╭──

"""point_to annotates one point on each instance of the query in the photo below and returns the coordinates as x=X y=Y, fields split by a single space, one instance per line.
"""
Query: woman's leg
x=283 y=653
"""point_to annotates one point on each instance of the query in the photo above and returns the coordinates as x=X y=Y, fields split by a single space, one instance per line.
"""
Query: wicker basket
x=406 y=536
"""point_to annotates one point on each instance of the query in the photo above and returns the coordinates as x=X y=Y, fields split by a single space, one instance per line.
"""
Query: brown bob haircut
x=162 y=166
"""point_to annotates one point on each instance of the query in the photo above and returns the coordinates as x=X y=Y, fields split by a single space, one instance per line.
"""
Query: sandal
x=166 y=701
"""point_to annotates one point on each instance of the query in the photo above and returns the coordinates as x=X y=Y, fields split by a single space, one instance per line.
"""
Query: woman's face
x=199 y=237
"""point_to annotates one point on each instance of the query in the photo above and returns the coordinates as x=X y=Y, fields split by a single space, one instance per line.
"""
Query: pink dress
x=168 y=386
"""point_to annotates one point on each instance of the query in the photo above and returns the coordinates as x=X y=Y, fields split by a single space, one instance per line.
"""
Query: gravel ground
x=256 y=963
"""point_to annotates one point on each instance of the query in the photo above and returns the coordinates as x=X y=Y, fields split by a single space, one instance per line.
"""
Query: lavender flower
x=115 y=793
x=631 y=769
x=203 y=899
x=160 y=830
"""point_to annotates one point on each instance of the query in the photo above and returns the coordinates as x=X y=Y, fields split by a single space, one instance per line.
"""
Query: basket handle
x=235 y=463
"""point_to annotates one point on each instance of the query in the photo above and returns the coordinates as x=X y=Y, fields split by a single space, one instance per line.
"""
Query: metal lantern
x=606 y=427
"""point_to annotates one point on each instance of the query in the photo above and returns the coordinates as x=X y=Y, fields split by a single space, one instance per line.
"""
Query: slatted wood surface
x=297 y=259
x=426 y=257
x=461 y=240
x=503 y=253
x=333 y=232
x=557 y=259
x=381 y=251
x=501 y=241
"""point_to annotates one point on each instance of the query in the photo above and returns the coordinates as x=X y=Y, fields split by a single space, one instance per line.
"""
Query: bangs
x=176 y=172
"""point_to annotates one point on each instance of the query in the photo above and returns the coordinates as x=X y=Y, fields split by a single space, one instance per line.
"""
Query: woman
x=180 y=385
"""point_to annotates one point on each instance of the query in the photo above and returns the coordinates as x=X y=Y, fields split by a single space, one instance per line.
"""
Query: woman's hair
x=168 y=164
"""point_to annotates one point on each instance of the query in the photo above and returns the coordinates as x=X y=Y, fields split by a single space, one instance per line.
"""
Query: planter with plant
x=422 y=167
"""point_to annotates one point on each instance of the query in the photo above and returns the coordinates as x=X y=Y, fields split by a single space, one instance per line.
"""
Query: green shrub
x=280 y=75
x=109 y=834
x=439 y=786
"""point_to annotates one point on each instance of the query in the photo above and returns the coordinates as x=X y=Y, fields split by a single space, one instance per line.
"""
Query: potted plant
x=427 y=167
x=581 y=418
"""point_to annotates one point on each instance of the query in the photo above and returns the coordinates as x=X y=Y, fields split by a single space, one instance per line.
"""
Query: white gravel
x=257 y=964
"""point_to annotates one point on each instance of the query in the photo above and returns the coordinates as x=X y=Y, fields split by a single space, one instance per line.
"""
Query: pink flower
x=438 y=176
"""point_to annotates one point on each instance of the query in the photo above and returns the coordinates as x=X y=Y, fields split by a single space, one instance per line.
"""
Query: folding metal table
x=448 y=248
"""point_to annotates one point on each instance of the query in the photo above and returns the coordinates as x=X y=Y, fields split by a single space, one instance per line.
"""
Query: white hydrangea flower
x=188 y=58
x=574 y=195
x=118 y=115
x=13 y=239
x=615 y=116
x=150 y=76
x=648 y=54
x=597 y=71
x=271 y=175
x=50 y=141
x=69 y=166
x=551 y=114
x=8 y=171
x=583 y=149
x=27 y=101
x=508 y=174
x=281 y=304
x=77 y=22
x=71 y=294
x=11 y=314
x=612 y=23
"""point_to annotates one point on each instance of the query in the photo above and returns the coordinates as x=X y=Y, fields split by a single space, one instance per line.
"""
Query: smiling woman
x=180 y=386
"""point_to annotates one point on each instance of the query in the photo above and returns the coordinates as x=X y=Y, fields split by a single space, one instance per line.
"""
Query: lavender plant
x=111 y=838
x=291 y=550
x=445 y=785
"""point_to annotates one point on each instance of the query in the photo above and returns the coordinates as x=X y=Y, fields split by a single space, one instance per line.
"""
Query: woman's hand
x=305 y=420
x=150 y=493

╰──

| TASK TO COMPLETE |
Reproduce each entry above character for character.

| ANSWER SECTION |
"""point_to annotates one point on each instance of the query in the photo below and returns the coordinates as x=X y=Y, fields split by a single space, one instance per line.
"""
Query: woman's leg
x=283 y=653
"""point_to annotates one point on each instance of the query in the photo above and returns the coordinates as x=X y=Y, fields split by a single space, one instance per line.
"""
Query: wicker basket
x=406 y=536
"""point_to annotates one point on each instance of the query in the photo above and returns the coordinates as x=X y=Y, fields split by a single space, one instance per line.
"""
Query: brown bob haircut
x=162 y=166
"""point_to annotates one point on each instance of the query in the photo above and returns the coordinates as x=X y=Y, fields split by a single space, one instance per line.
"""
Query: sandal
x=166 y=701
"""point_to annotates one point on each instance of the query in the photo above and returns the coordinates as x=X y=Y, fields split by a single space, one instance per line.
"""
Query: woman's face
x=199 y=237
"""point_to annotates one point on each instance of the query in the photo above and returns the coordinates as x=X y=Y, fields split by a single space, one instance per line.
"""
Query: pink dress
x=168 y=386
"""point_to annotates one point on each instance of the query in the photo above and returns the coordinates as x=X y=Y, fields split by a single space, one instance per line.
"""
Query: gravel ground
x=256 y=963
"""point_to annotates one point on each instance of the query in the photo above and returns the coordinates as x=X y=Y, fields split by a single space, one instance per line.
"""
Query: lavender flower
x=115 y=793
x=631 y=769
x=203 y=899
x=160 y=830
"""point_to annotates one point on each instance of the query in the photo above and returns the coordinates as x=X y=Y, fields split by a single space, one instance per line.
"""
Query: basket handle
x=235 y=463
"""point_to annotates one point on each instance of the query in the photo above and returns the coordinates as x=X y=Y, fields split by a single space, one instance per line.
"""
Query: metal lantern
x=606 y=427
"""point_to annotates one point on each instance of the query in the photo above and returns the coordinates as x=X y=Y, fields split by a single space, one instance per line.
"""
Query: slatted wood surface
x=297 y=259
x=426 y=257
x=461 y=240
x=503 y=253
x=333 y=232
x=557 y=259
x=381 y=251
x=501 y=241
"""point_to annotates one point on each instance of the query in the photo above and returns the coordinates as x=X y=Y, fields split by a single space, one instance per line.
"""
Query: bangs
x=176 y=172
"""point_to annotates one point on each instance of the query in the photo above and returns the coordinates as x=X y=Y, fields split by a single space, one instance per line.
"""
Query: woman
x=180 y=385
"""point_to annotates one point on each instance of the query in the photo above and returns the coordinates as x=X y=Y, fields split by a single space, one instance per line.
"""
Query: woman's hair
x=168 y=164
"""point_to annotates one point on each instance of the query in the photo above and returns the coordinates as x=X y=Y, fields split by a single space, one instance per line.
"""
Query: planter with plant
x=422 y=167
"""point_to annotates one point on each instance of the query in the photo above and returns the coordinates as x=X y=Y, fields split by a single space, one instance per line.
"""
Query: green shrub
x=280 y=75
x=109 y=834
x=439 y=786
"""point_to annotates one point on each instance of the query in the photo above and returns the coordinates as x=X y=Y, fields split by a single space, one instance per line.
"""
Query: potted plant
x=427 y=167
x=581 y=418
"""point_to annotates one point on each instance of the query in the photo above and returns the coordinates as x=X y=Y, fields split by a single space, one instance per line.
"""
Query: white gravel
x=257 y=964
"""point_to annotates one point on each instance of the query in the photo above and returns the coordinates as x=X y=Y, fields split by a single space, one instance per line.
"""
Query: pink flower
x=438 y=176
"""point_to annotates one point on each instance of the query in the photo above and returns the coordinates as x=X y=Y, fields split by a single space, one instance per line.
"""
Query: folding metal table
x=448 y=248
"""point_to annotates one point on each instance of the query in the photo above and returns the coordinates as x=X y=Y, fields split by a single space, one instance per line.
"""
Query: white hydrangea flower
x=188 y=58
x=574 y=195
x=118 y=115
x=13 y=239
x=615 y=116
x=150 y=76
x=648 y=54
x=597 y=71
x=271 y=175
x=50 y=141
x=69 y=166
x=551 y=114
x=8 y=171
x=583 y=149
x=27 y=101
x=508 y=174
x=281 y=304
x=77 y=22
x=71 y=294
x=11 y=314
x=612 y=23
"""point_to annotates one point on each instance of the query in the photo above and returns the coordinates as x=X y=Y, fields split by a single space, one instance per line.
"""
Query: smiling woman
x=180 y=386
"""point_to annotates one point on each instance of the query in the photo above and returns the coordinates as x=X y=Y, fields split by a single space, one instance per line.
"""
Query: lavender plant
x=111 y=838
x=291 y=550
x=445 y=785
"""point_to annotates one point on each instance of the query in the photo above and returns the coordinates as x=X y=Y, fields split by a single space, one instance per line.
"""
Query: woman's hand
x=305 y=420
x=150 y=493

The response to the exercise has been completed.